◆ Instructions:
1. Update the passage on Robert Geoffrey Edwards, starting at "Edwards conducted research" and ending at "April 10, 2013.", and replace "glass dish" with "laboratory dish".
2. According to the passage on Robert Geoffrey Edwards, in what year did he join the faculty at the University of Cambridge?
3. For each statement, decide whether it agrees with the passage on Robert Geoffrey Edwards. Answer yes or no, and quote the words of the passage that decide it. (a) Edwards was born in Manchester, England. (b) Louise Brown was born in London. (c) Edwards received his Ph.D. from the University of Bangor.

◆ Provided passage:

++++++++++

Edwards, Robert Geoffrey

Edwards, Robert Geoffrey (1925-2013), an English biologist, was awarded the 2010 Nobel Prize in physiology or medicine. He won the prize for his work in developing in vitro fertilization (IVF) in humans. IVF is the combining of an egg cell with a sperm cell in a laboratory to produce an embryo. Doctors then transfer the embryo to a woman’s uterus (womb). There it can develop into a fetus and, eventually, a baby. IVF is widely used to treat infertility. Infertility is the inability of a man and a woman to produce children together.

Edwards conducted research on IVF beginning in the 1950’s. In 1971, he and the English researcher Patrick Steptoe reported the first account of an embryo that had been fertilized in a glass dish. Seven years later, Edwards and Steptoe pioneered the world’s first IVF birth. The first IVF baby, Louise Brown, was born in Oldham, England, in 1978. Since then, millions of babies have been born using IVF.

Robert Geoffrey Edwards was born on Sept. 27, 1925, in Manchester, England. He studied biology at the University of Bangor in Wales and received a Ph.D. in biology at Edinburgh University in Scotland in 1955. From 1958 to 1963, Edwards was a research scientist at the National Institute for Medical Research in London. In 1963, he joined the faculty at University of Cambridge. Edwards and Steptoe founded the Bourn Hall Clinic for IVF research at Cambridge in 1980. Edwards died on April 10, 2013.

++++++++++

Natural-language object grounding data
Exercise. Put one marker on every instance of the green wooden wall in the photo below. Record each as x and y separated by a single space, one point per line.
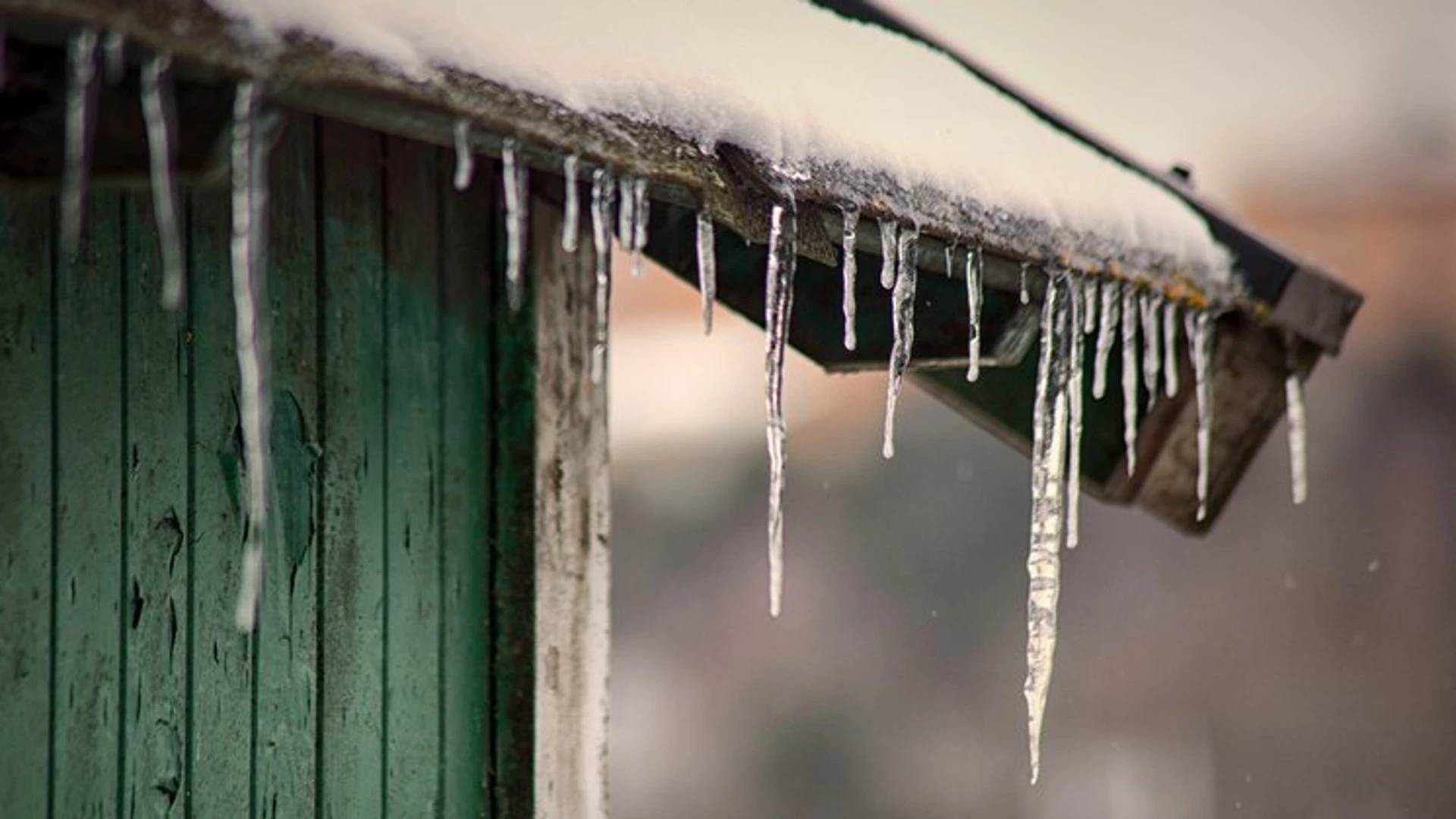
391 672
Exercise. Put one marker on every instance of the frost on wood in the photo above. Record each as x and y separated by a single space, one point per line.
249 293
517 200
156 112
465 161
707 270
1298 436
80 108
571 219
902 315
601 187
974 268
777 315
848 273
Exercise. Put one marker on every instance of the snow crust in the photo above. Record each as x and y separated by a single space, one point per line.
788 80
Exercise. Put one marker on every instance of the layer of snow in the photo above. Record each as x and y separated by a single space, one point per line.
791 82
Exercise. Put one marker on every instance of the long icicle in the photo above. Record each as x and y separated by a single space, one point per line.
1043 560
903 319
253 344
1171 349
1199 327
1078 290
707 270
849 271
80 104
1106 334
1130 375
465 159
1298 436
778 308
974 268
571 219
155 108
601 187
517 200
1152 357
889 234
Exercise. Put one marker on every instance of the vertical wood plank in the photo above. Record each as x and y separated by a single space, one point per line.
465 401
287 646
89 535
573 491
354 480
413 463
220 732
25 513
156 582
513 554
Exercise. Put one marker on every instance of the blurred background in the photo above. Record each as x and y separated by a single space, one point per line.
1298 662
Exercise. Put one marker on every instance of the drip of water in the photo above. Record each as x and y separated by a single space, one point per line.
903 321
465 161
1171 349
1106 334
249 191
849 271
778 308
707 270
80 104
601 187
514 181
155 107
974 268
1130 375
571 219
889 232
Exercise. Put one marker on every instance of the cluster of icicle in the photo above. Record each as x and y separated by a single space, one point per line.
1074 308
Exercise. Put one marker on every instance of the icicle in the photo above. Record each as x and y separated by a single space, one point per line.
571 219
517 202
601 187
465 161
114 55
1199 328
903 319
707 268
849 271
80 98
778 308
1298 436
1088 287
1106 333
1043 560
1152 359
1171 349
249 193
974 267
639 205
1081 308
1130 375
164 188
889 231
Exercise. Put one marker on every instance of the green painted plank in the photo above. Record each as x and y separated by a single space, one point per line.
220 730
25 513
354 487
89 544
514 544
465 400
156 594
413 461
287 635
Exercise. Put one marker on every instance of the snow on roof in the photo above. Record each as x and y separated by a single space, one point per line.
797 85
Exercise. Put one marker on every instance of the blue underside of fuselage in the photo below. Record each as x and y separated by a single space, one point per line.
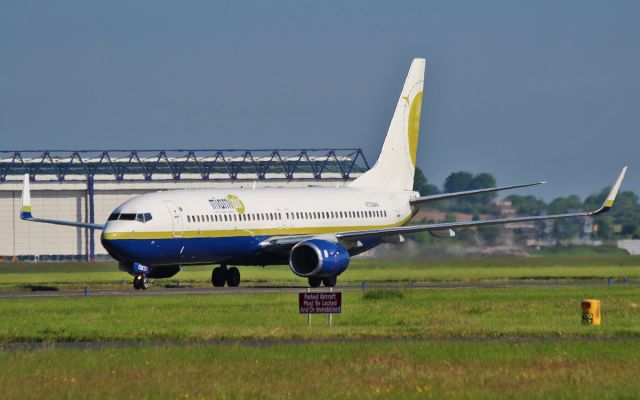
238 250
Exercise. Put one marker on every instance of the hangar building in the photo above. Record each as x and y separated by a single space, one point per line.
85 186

++++++++++

◆ Responses for each task:
1.
Edwards conducted research on IVF beginning in the 1950’s. In 1971, he and the English researcher Patrick Steptoe reported the first account of an embryo that had been fertilized in a laboratory dish. Seven years later, Edwards and Steptoe pioneered the world’s first IVF birth. The first IVF baby, Louise Brown, was born in Oldham, England, in 1978. Since then, millions of babies have been born using IVF.

Robert Geoffrey Edwards was born on Sept. 27, 1925, in Manchester, England. He studied biology at the University of Bangor in Wales and received a Ph.D. in biology at Edinburgh University in Scotland in 1955. From 1958 to 1963, Edwards was a research scientist at the National Institute for Medical Research in London. In 1963, he joined the faculty at University of Cambridge. Edwards and Steptoe founded the Bourn Hall Clinic for IVF research at Cambridge in 1980. Edwards died on April 10, 2013.

2. 1963

3.
(a) Yes: "was born on Sept. 27, 1925, in Manchester, England"
(b) No: "was born in Oldham, England, in 1978"
(c) No: "received a Ph.D. in biology at Edinburgh University in Scotland in 1955"